Excerpt to read:

════════════════

But it is high time for us to come to the Power of Godliness, which hath so much Goodness in it, that it should not be accounted an Offence; and so much Wisdom, that it should not be ac­counted Foolishness; the Necessity of it is so great, that it should not be Delayed, and the Excellency so Glorious, that it should not be Denied: therefore, as all men should acquire it for Salvation, so our Present Duty is to in­quire, wherein it Consists, and Discovereth it self.

I have already explained the Phrase, that the Reducing of the Habits, and Vital Principles of Grace into Act, is the Power of Godliness; the Philosophy of which Leads us to the Considera­tion, That Habits of Grace are those Divine Qualities, infused into the Soul by the Spirit of God, which incline the Heart, and sway the Conscience to an actual Obedience, to the Will of God, with Facility, and great Delight. They are therefore called by the Fathers, and School­men, the Springs, and Fountains of Grace, not [Page 41] like the Fountain in the midst of Paradise that flowes with continual waters, but like the wa­ters of Siloam, that spring from the foot of mount Sion, qui non jugibus aequis sed certis horis diebus (que) ebullit, whose Streams are not alwayes Current, but in the due seasons of time: The musical knowledge of a Lutanist in his Quavers, Rests, and Motions, whereby he is able on all occasions to play those delightfull Airs that commend his skill, is the Habit of the Artist, but suppose the Hand of the Lutanist be wounded, he hath still the knowledge, and Habit of his Faculty, although the Exercise be prevented by the Indisposition of that necessary Instrument of his musick; so the Godly man that hath these principles of a Celestial Original, hath upon all occasions his sences exercised by rea­son of use, sutable to those commands the law of God requires, and those Emergencies the Providences of God expose him to: and al­though the Acts of Grace may be suspended sometimes by Natural, or Civil actions, some­times by inevitable Infirmities, yet still he hath a New Nature, the Unction of the Holy one, and the seed of God abiding in him: for [Page 42] our clearer understanding of which, we are to consider.

════════════════

Supplied records:
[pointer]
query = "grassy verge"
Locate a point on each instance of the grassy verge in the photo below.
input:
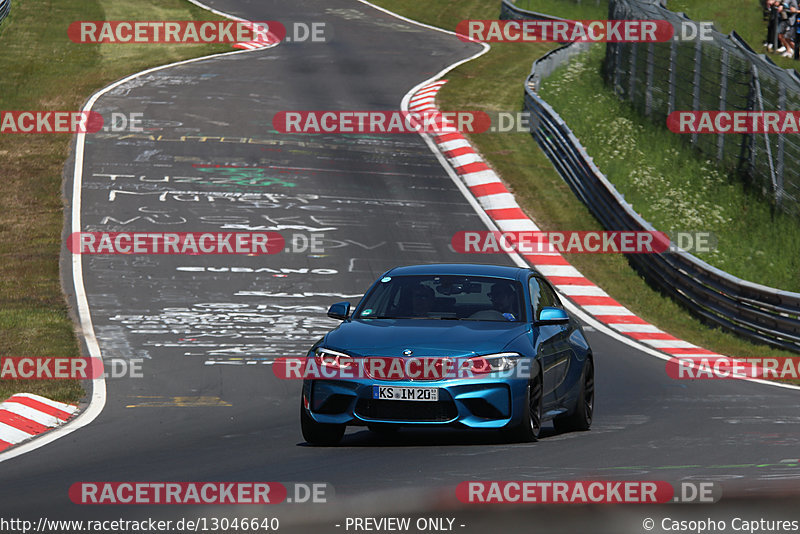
(670, 186)
(43, 70)
(494, 82)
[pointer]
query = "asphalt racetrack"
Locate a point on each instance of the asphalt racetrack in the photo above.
(207, 406)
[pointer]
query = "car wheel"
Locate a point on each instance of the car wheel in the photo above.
(319, 433)
(383, 429)
(581, 418)
(530, 427)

════════════════

Task description: Resume the passage on the power of godliness after its last sentence, keeping its style. The records were taken from a different source.

Output for this task:
1. The Plenty of Godliness consists in the Habits of Graces; The Righteous are said to be Trees Planted by the Rivers of water, and the Trees of the Lord are full of Sappe. The Radical moysture of these noble Vines may Retire to the Root in Winter, yet at the return of the Sun they send forth their Grapes in Clusters, and their Perfume as the smell of Le­banon, as a homage of gratitude to the Influen­ences of Heaven, and the Blessings of God. These are the Gifts of a Liberal God, like those of a Prince in his Inauguration and Festivity, for he sheds abroad the washing of Regenerati­on, and the renewing of the Holy Ghost abun­dantly upon us; that we may abound in the work of the Lord. And as there is more light in the body of the Sun, then in all the beams that shine on the World; for, suppose they were all Eclipsed, the Sun in a moment, or impercep­tible time, could supply them all, by one Irra­diation; so if the Acts of Grace were all vanish­ed, they would be Renewed by the treasures of their Causes. The Acts of Grace are Transi­ent, but the Habits are Permanent, and Reple­nish [Page 43] the soul with innumerable Activities, to the Comfort of the Believer, and the Glory of the Giver. This is called, a Living by Faith, therefore acts flow from the Habits of grace, as beams from the Sun, and streams from a foun­tain, are many, mighty, pleasing, vigorous, and delectable, they are free, frequent, natural, and numberless.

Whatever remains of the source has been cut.